Historical Summary of Mine Disasters in the United States - Volume II
Explosion at Itmann Kills 5 Miners
Post Herald and Register, Beckley, West Virginia
December 17, 1972
Mullens (RNS) -- A spokesman at Wyoming General Hospital, quoting Dr. George Fordham of Mullens, who had been at the scene, said the five men listed earlier as unaccounted for in the Saturday explosion at Itmann No. 3 mine were "all dead."
The bodies of the five men were brought to Wyoming General Hospital about 11:45 p.m.
They were identified as:
Bill Hatfield, 44, of New Richmond
Nathan Lacy Akers, 27, Princewick
Larry Akers, 22, of Covel
Itmann (RNS) -- Three of eight miners trapped underground in an explosion at Itmann Coal Company Mine No. 3 were listed in "critical" condition at Wyoming General Hospital in nearby Mullens late Saturday night.
Although there were unofficial reports that all eight of the men trapped when the explosion ripped through the mine at 3:40 p.m. had been found, the fate of the other five was indefinite and there were mounting fears the lack of a report on them was ominous.
The three brought out by rescue crews about six hours after the explosion were identified as Larry Bailey, 23, of Brenton; Dallas Mullins, 32, of Pineville; and Jerry Billings, age and address not available. Bailey had received emergency treatment and had been admitted to the hospital. Mullins and Billings were still undergoing emergency treatment at 10:30 p.m.
One of the five missing men was identified as Bill Hatfield of New Richmond, president of the local union (No. 9690) at Itmann.
Two rescue teams were reported in the area where the three men were found alive, a spokesman for Consolidation Coal Co., parent firm of Itmann Coal, said. At least two other rescue teams, physicians and ambulances were standing by.
"Maybe these men were on the way out. Nobody knows at this point," the spokesman said.
The spokesman said the men were located about 6,000 to 7,000 feet from the outside of the drift mine. There is both a drift opening and a shaft opening (through Itmann Mine No. 4) access to the mine and it was unclear which of these the distances referred to. The explosion was said to have occurred about 2,500 feet from the pit opening.
Itmann No. 3 is classified as a "gassy" mine but officials said the origin of the explosion had not been determined definitely. The Consolidation spokesman said miners who escaped the blast reported that there was no fire. The three injured men, however, all suffered extensive burns from the explosion.
The explosion was an extensive one. Rescue teams reportedly were hampered in their efforts to reach the other five men because they had to rebuild airways as they advanced. The explosion had ripped out 25 "stoppers" (cinder block brattices that direct the life-giving air pumped by huge fans into the working areas).
The Saturday explosion was said to have occurred in the "Cabin Creek Four Panel" section of the mine where a continuous miner device was being used. An explosion had occurred in a nearby section where a "German Plow" machine was being used in December, 1971.
The explosion occurred while the day shift was still in the mines. The workers were thought to have been on their way out when it occurred. About 70 miners, on the pit opening side of the explosion, escaped, according to William Starling, vice president of Pocahontas Coal Co., a Consolidation subsidiary, who was at the scene.

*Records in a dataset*

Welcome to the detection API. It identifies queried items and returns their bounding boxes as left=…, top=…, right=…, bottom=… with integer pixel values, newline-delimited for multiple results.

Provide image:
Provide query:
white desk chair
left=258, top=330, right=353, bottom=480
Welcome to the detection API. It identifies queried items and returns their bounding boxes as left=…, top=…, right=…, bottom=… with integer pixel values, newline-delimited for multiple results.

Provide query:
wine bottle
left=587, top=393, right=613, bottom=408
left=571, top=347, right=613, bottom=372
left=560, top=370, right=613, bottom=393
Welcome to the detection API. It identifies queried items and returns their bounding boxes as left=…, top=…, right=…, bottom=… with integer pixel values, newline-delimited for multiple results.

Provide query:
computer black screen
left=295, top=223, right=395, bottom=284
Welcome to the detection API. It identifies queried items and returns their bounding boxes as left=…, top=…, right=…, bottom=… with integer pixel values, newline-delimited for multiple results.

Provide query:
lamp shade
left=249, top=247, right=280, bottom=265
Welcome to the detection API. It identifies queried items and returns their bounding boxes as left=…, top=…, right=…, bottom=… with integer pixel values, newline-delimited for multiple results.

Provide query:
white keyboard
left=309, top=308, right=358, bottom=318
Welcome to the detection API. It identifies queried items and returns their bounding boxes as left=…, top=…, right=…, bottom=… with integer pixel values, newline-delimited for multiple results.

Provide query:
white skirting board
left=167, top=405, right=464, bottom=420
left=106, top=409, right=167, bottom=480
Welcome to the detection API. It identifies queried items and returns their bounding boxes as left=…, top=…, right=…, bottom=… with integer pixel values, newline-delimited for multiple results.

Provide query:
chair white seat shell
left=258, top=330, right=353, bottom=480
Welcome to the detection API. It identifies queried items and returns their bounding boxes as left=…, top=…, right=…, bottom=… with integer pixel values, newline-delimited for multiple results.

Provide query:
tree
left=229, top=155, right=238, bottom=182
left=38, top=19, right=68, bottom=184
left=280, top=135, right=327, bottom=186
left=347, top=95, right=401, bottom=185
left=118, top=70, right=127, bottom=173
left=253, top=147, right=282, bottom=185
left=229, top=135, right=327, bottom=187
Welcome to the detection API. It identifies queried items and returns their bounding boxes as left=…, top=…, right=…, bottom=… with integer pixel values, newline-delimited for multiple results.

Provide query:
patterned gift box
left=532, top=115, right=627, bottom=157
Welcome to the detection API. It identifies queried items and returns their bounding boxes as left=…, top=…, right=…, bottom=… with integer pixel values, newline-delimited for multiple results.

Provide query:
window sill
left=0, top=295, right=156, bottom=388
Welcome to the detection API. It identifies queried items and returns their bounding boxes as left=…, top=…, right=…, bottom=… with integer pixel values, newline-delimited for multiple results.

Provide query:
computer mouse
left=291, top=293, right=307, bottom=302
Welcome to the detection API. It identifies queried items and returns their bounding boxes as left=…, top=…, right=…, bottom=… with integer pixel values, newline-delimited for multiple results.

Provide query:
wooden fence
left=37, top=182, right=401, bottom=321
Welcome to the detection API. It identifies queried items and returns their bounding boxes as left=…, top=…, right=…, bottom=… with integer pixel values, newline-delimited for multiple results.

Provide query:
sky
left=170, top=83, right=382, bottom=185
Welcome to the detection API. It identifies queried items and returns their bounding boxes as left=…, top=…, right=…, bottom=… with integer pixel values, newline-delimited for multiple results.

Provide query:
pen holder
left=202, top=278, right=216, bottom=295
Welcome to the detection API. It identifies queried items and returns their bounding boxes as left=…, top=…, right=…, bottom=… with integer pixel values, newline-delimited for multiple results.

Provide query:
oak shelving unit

*EXERCISE INSTRUCTIONS*
a – According to the Itmann explosion article, how many "stoppers" did the explosion rip out?
b – Repeat everything in the Itmann explosion article from "Historical Summary of" down to "late Saturday night.".

*ANSWERS FOR THE EXERCISE*
a – The explosion ripped out 25 "stoppers."

b –
Historical Summary of Mine Disasters in the United States - Volume II
Explosion at Itmann Kills 5 Miners
Post Herald and Register, Beckley, West Virginia
December 17, 1972
Mullens (RNS) -- A spokesman at Wyoming General Hospital, quoting Dr. George Fordham of Mullens, who had been at the scene, said the five men listed earlier as unaccounted for in the Saturday explosion at Itmann No. 3 mine were "all dead."
The bodies of the five men were brought to Wyoming General Hospital about 11:45 p.m.
They were identified as:
Bill Hatfield, 44, of New Richmond
Nathan Lacy Akers, 27, Princewick
Larry Akers, 22, of Covel
Itmann (RNS) -- Three of eight miners trapped underground in an explosion at Itmann Coal Company Mine No. 3 were listed in "critical" condition at Wyoming General Hospital in nearby Mullens late Saturday night.